Ceux d' entrenous qui n'avaient pas traversé l'Atlantique ou ne s'étaient pas rencontrés à Paris avec ces familles d'outre-mer qu'une fortune très modeste n'empêche pas, tous les six ou sept ans, de faire le voyage d'Europe et d'y vivre, pendant dix à douze mois, de la vie des petits bourgeois instruits et cultivés de nos pays, se la représentaient uniquement sous l'aspect d'une femme de milliardaire ou de multimillionnaire, éblouissante, évaporée et frivole, ou d'une riche héritière mariée, par amour pour le titre au moins autant que pour l'homme, au porteur de quelque vieux nom historique.
Derrière ces grands premiers rôles, dont la chronique scandaleuse, souvent, soulignait la mentalité un peu trop primitive, la femme d'intelligence et de coeur, de volonté ferme, d'âme droite et de goûts très relevés, mais d'allures très simples, dont le type n'est pas moins répandu aux états-Unis que chez nous dans les classes moyennes, s'effaçait et disparaissait à tel point qu'on n'en soupçonnait même pas l'existence.
Pour nous la révéler, il a fallu les émois, les bouleversements et les tragiques horreurs de la guerre. Innombrables ont été les secours féminins qui, sous les formes les plus touchantes, nous sont venus, depuis trois ans, d'Amérique. Nos ambulances et nos cantines du front regorgent d'infirmières ou d'employées bénévoles qui, sans savoir un mot de notre langue, ont traversé l'Atlantique pour venir, avec des délicatesses infinies, se pencher sur le visage meurtri de la France, C 'est encore une Américaine qui a fondé, à Neuilly, la première maison de rééducation pour les aveugles de la guerre. Toutes nos oeuvres d'assistance ont reçu, depuis trois ans, non seulement des dons en argent ou en nature provenant de femmes des catégories sociales les plus humbles, mais les enfants ont été associés par leurs mères à l'oeuvre de charité dont celles-ci avaient pris l'initiative. Ils ont cassé, en faveur de nos blessés ou de nos combattants, de nos infirmes ou de nos réfugiés, leurs modestes tirelires, et leurs économies nous sont arrivées, accompagnées de lettres touchantes où se reflétait ingénument l'âme des mères.

■ À COMPLÉTER ■
- a) D'après le texte sur les Américaines pendant la guerre, où a été fondée la première maison de rééducation pour les aveugles de la guerre ?
- b) Pouvez-vous résumer en deux phrases le texte sur les Américaines pendant la guerre ?
- c) Reprenez le texte sur les Américaines pendant la guerre à la suite de sa dernière phrase.

■ EXTRAIT DES DONNÉES ■

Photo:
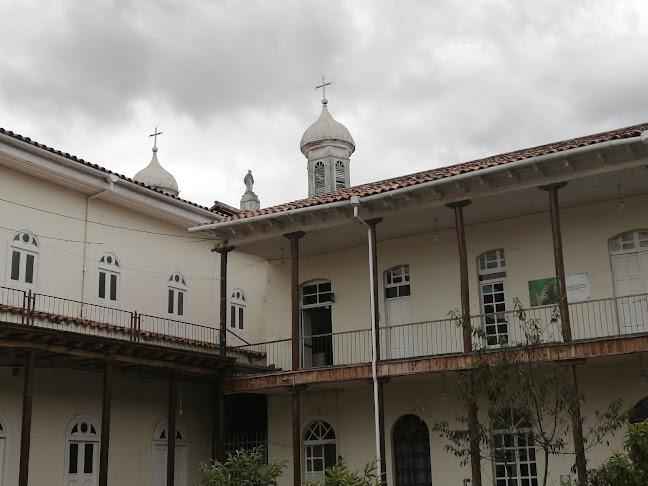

■ RÉPONSES ATTENDUES ■
- a) À Neuilly.

- b) Certains ne se représentaient l'Américaine que comme une femme de milliardaire éblouissante et frivole ou une riche héritière mariée à un vieux nom, sans soupçonner l'existence de la femme intelligente, droite et simple, pourtant répandue dans les classes moyennes. La guerre l'a révélée à travers d'innombrables secours féminins venus d'Amérique : infirmières et bénévoles au front, fondation d'une maison pour les aveugles de la guerre, dons de femmes modestes et économies d'enfants accompagnées de lettres touchantes.

- c)
A l'oeuvre de charité, l'oeuvre de propagande s'est jointe. Les campagnes de conférences ou de presse entreprises aux Etats- Unis par des femmes pour secouer la torpeur de leurs concitoyens, ouvrir leurs yeux à l'infamie allemande, intéresser leur raison et leur coeur à la défense du droit, de la justice et de la liberté, ne se comptent pas. Nos journaux en ont à peine rendu compte. C'est à elles pourtant que l'on doit le revirement soudain qui s'est fait cette année dans la politique extérieure de la grande République. Plus que les protestations isolées ou les manifestations éloquentes de quelques hommes notoires, elles ont contribué à éclairer le jugement des âmes droites et à former, d'un bout à l'autre de ce vaste continent, si divers et peuplé de l'alluvion de tant de races, une opinion publique unanime en tout ce qui nous concerne. Toutes les résistances pacifistes ou pro-germaniques ont été du coup balayées, et cette unanimité dans la réprobation a permis au président Wilson, enfin sûr d'avoir pour lui la nation, de suivre l'élan de sa conscience et de déchaîner, sans hésiter, la guerre. Aussi saluons-nous aujourd'hui avec une profonde gratitude la femme américaine. Nous l'avons vue à l'oeuvre et nous la connaissons. Les qualités toutes viriles d'énergie, de sang-froid et de ténacité qu'elle a mises au service d'un idéal d'une incomparable noblesse nous pénètrent pour elle d'un respect mêlé d'admiration, et nous nous inclinons émus devant elle.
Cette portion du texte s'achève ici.